▶ _PROVIDED INFORMATION_:
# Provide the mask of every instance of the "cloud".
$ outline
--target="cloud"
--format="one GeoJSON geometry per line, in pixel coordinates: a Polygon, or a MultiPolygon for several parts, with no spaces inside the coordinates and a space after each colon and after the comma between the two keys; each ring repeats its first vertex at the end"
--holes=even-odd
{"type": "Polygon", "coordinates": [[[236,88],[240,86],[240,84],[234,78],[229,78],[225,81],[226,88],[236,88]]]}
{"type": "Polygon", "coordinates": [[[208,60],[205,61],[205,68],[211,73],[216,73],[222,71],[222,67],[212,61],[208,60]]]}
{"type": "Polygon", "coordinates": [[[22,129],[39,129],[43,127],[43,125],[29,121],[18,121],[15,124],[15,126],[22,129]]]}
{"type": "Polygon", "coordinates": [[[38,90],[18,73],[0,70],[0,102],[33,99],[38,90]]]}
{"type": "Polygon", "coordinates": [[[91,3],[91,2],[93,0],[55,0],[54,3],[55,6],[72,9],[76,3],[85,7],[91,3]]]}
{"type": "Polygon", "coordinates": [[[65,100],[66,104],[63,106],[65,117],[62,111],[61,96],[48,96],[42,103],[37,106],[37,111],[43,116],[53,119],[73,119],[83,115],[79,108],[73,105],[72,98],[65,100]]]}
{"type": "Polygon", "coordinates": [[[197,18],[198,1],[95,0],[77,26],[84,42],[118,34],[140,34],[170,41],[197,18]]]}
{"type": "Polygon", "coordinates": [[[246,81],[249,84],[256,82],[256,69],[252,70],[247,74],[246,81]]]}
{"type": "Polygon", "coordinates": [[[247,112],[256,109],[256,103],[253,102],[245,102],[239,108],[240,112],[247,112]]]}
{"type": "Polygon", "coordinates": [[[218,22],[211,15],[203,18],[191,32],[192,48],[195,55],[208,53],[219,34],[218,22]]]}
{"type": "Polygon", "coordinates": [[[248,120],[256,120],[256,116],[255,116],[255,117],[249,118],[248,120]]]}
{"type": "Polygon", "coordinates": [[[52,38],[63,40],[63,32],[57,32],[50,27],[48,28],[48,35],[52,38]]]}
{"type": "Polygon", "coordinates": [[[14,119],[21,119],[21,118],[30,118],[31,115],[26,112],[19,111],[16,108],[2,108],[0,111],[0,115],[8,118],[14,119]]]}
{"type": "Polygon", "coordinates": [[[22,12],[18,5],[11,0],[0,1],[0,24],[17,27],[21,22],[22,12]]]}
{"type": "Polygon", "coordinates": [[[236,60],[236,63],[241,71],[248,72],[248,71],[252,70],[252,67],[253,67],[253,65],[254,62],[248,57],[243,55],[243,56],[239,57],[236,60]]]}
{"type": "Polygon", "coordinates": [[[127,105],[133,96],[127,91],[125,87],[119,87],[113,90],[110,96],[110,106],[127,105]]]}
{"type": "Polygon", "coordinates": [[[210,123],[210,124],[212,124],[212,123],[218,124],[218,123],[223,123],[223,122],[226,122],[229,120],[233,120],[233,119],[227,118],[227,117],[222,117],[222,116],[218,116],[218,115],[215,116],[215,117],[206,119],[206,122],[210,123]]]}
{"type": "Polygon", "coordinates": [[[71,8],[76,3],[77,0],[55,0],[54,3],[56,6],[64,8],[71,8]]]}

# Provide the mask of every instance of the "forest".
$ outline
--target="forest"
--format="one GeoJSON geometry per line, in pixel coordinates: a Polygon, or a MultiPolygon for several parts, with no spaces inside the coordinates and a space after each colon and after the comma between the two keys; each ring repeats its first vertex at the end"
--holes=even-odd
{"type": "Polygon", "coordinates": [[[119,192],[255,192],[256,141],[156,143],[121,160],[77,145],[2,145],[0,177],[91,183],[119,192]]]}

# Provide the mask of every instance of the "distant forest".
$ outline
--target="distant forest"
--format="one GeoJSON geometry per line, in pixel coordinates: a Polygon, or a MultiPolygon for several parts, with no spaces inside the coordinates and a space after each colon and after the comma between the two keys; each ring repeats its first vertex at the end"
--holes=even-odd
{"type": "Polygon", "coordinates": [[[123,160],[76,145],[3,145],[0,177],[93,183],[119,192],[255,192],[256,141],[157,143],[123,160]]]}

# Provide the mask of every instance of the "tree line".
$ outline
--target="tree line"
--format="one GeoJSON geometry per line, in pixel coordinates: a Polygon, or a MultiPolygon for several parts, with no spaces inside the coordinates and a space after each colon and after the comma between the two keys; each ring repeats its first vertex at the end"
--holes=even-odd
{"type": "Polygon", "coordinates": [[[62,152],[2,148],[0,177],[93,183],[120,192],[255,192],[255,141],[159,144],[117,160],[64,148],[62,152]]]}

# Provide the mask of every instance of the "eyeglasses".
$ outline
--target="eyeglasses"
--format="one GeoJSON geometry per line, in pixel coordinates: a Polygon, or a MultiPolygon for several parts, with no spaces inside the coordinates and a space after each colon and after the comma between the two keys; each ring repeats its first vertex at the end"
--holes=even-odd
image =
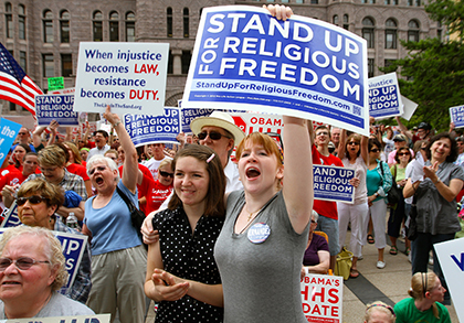
{"type": "Polygon", "coordinates": [[[203,131],[203,132],[200,132],[200,133],[198,133],[198,139],[203,140],[203,139],[205,139],[208,136],[210,137],[210,139],[211,139],[211,140],[219,140],[219,139],[221,139],[222,137],[225,137],[225,138],[232,139],[232,138],[230,138],[229,136],[225,136],[225,134],[222,134],[222,133],[219,133],[219,132],[215,132],[215,131],[211,131],[211,132],[203,131]]]}
{"type": "Polygon", "coordinates": [[[171,177],[173,179],[173,173],[168,173],[168,172],[164,172],[164,171],[159,171],[159,174],[164,177],[171,177]]]}
{"type": "Polygon", "coordinates": [[[106,170],[106,166],[96,166],[95,169],[89,170],[88,174],[93,175],[96,171],[103,172],[104,170],[106,170]]]}
{"type": "Polygon", "coordinates": [[[36,204],[40,204],[43,201],[48,201],[48,200],[49,198],[46,198],[46,197],[42,197],[42,196],[39,196],[39,195],[32,195],[32,196],[29,196],[29,197],[18,197],[17,204],[19,206],[21,206],[21,205],[24,205],[27,201],[29,201],[29,203],[31,203],[33,205],[36,205],[36,204]]]}
{"type": "Polygon", "coordinates": [[[4,271],[8,267],[14,263],[14,266],[20,270],[28,270],[35,263],[50,263],[49,260],[35,260],[29,257],[21,257],[17,260],[11,260],[10,258],[0,258],[0,271],[4,271]]]}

▶ _TASK TO COMPLETE_:
How many lines in the data above contain the word "every"? Reply with the number alone.

▶ _TASK OUTPUT_:
5